__SELECTED TEXT__:
Ditto for the APA conferences. I have been reading submitted papers to appear at an APA conference, and these too are *completely* scrubbed of any identifiers.

So, I mean, this is evidence of a deep corruption in the law journals. But it is no part of “a case against the whole post-bachelor’s educational system above all in the humanities” (to quote bertrand above) because as far as I know, the humanities just don’t work this way. At least, in my corner of them they sure don’t.

(I will say that every now and then I get a paper where the journal didn’t do a complete scrub–e.g., they tore off the cover page, but forgot that the institutional affiliation was on the back page. Then I include a rant with my refereeing, telling the journal editors that they have to do a better job. Doesn’t happen much.)

5

John Emerson 08.08.05 at 11:12 pm

I have seen it said that at every level of the university the best single predictor of success is the quality ranking of the previous institution attended. Specifically, the students from the best undergrad school do best at the grad level, and PhD’s from the best grad programs do best in hiring and advancement.

This of course could mean that the present system is Panglossian, having attained the BOAPW, or it could mean something different.

A friend at Texas told me that it was clear from Day One who the successful philosophers in his cohort would be, and that oddly enough they were well-recommended students from the high-ranking schools. This could be meritocracy, or it could be the old-boy network.

We also have Brian Leiter’s fine-tooth rankings of philosophy schools and specific programs within the schools, which to me seem weighted down with fake precision. A study also showed that there’s general agreement within the profession about these rankings. I believe that this is supposed to show us that philosophy is now mature as a science, the way physics is.

Perhaps corruption is less necessary in philosophy, since one rather narrow school with well-defined standards has attained a stranglehold on hiring and promotion.

6

Michael Kochin 08.08.05 at 11:49 pm

1. The journal editors, who assign the paper to referees, see the author’s institutional affiliation. Since experienced editors do try to influence the decision by the choosing the “right” referees, blind refereeing in itself can’t eliminate institutional prejudice.

2. The American Economic Review study showed that professors at top institutions had even greater advantages under blind refereeing than when the institutional affiliations of authors were revealed to referees. This suggests that:

A. Institutional affiliation of an author is a pretty good proxy for the quality of an article.
(Highly ranked institutions may have their deadwood, but qua deadwood they aren’t dubmitting many papers!)

B. “Corruption” in the refereeing process when the author is known to the referee may be a matter of helping friends and harming enemies, and not institutional prejudice.

3. In my cohort at Chicago it was clear from day one who was going to make it as an academic political scientist, but the single most successful of us came from outside the old boys network, as a mature student from a not particularly prestigious public University. His talent was nonetheless immediately recognized by students of professors alike.

7

PanJack 08.08.05 at 11:56 pm

RE
“I referee quite a number of papers every year, and all of them are rendered completely anonymous…”

Even without knowing the NAME it is pretty easy for me in my field to have an idea of who the author is or who the author is associated with.

8

Matt McGrattan 08.09.05 at 1:43 am

I’m currently in the process of reviewing a small number of papers for a graduate philosophy conference and, as with journal submissions, I have no idea who they are from or which philosophy program the participants are affiliated with. All I have to go on are a set of uniformly formatted Word documents identified by a number.

__DATA BLOCK__:
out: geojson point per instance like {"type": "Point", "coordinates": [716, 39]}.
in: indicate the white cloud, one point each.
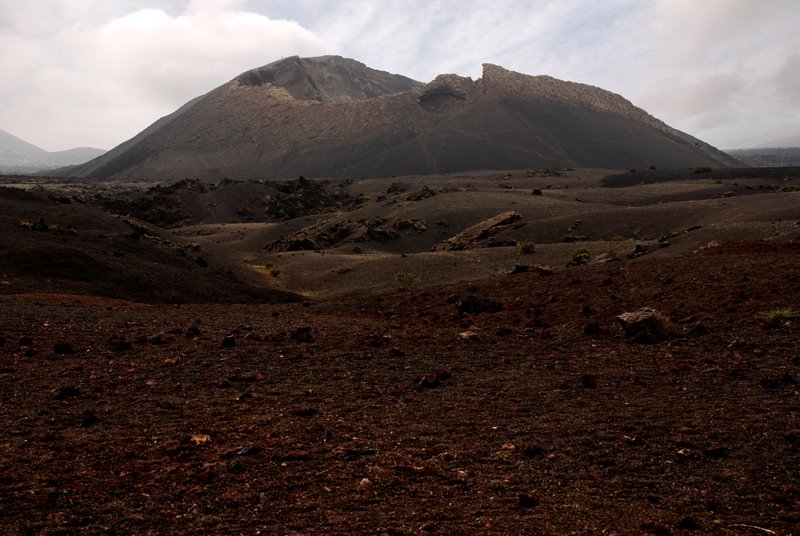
{"type": "Point", "coordinates": [102, 83]}
{"type": "Point", "coordinates": [98, 72]}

__REQUESTS__:
A – In two sentences, summarize the discussion of blind refereeing above.
B – Continue the discussion of blind refereeing from the point where it stops.

__TASK RESULTS__:
A – Commenters who review submissions for APA conferences, journals, and a graduate philosophy conference report that the papers reach them with identifiers removed, and one argues that the corruption in law journals is no part of a case against the humanities, which do not work that way. Others point out that the quality of the previous institution attended is said to predict success, that editors still see affiliations and choose referees, that an American Economic Review study found professors at top institutions gained even more under blind refereeing, and that an author can often be guessed without a name.

B –
Unlike panjack I don’t think I could even take a guess at the institution to which the authors are attached.

The law reviews may face the problem of more submissions than they can handle but it does seem like some other metric can be used, one that offers less potential for accusations of corruption, than the affiliated school of the author.

9

Matt McGrattan 08.09.05 at 1:48 am

I’m currently in the process of reviewing a small number of papers for a graduate philosophy conference and, as with Tad’s comments above re: journal submissions, I have no idea who they are from or which philosophy program the participants are affiliated with. All I have to go on are a set of uniformly formatted Word documents identified by a number.

Unlike panjack I don’t think I could even take a guess at the institution to which the authors are attached.

The law reviews may face the problem of more submissions than they can handle but it does seem like some other metric can be used, one that offers less potential for accusations of corruption, than the affiliated school of the author.

10

Matt McGrattan 08.09.05 at 1:49 am

Sorry about the double post. The first returned a series of .php errors — I assumed it hadn’t made it through.

11

Noah Snyder 08.09.05 at 3:46 am

My impression in mathematics (from several discussions with professors, I’m just a grad student) is that although the referees might not know who the author is, the editors of the journal definitely do. And so knowing an editor makes a large difference in your chances of publication. Of course this might be because you submit to a particular editor, and so that editor is guaranteed to know who you are even if no one else in the process knows.

12

vn 08.09.05 at 7:38 am

There are a lot of (justified) criticisms of student-edited law reviews, though I believe more of the blame should be laid on law professors who appear happy with a system which lets them slough off responsbility for editing their own scholarly journals.
That said, when I was head articles editor of our law review (top-20), we paid close attention to articles from scholars at lower-tier schools. Our reasoning was that a submission from a prof at, say, UCLA was probably going to attract attention from higher-ranked law reviews, whereas an article from a prof at a low-ranked school could be a diamond in the rough that would be overlooked by higher-ranked journals but would wind up being widely cited once published. So I guess we were gaming the system, too, but acting on the assumption that editors at *other* law reviews were going to go with a scholar’s school prestige over the merits of the article.

13

harry b 08.09.05 at 8:48 am

Philosophy again — my experience is almost like tad’s and matt’s, but not quite. I keep up with the literature on several issues, and about 1 in 4 of the submissions I referee are pretty easy to place. I have also heard people say things like “if I’d known it was by so-and-so I’d have recommended it for publication”. Also, it is worth noting that the big journals at least do not send out all submissions for refereeing, and they do know the affiliation of the author (or they can know it).

But otherwise my refereeing is truly anonymous. The editor of one journal I frequently referee for is extremely conscientious about matters of mix, and about getting longer and more helpful comments for rejections when the paper is less senior or from a lower tier school, by the way. This reflects a very particular view of the function of the refereeing process.

14

Hektor Bim 08.09.05 at 9:16 am

In physics, when you referee a paper, you know everything. Who wrote it, their institution(s), and even what previous reviewers said.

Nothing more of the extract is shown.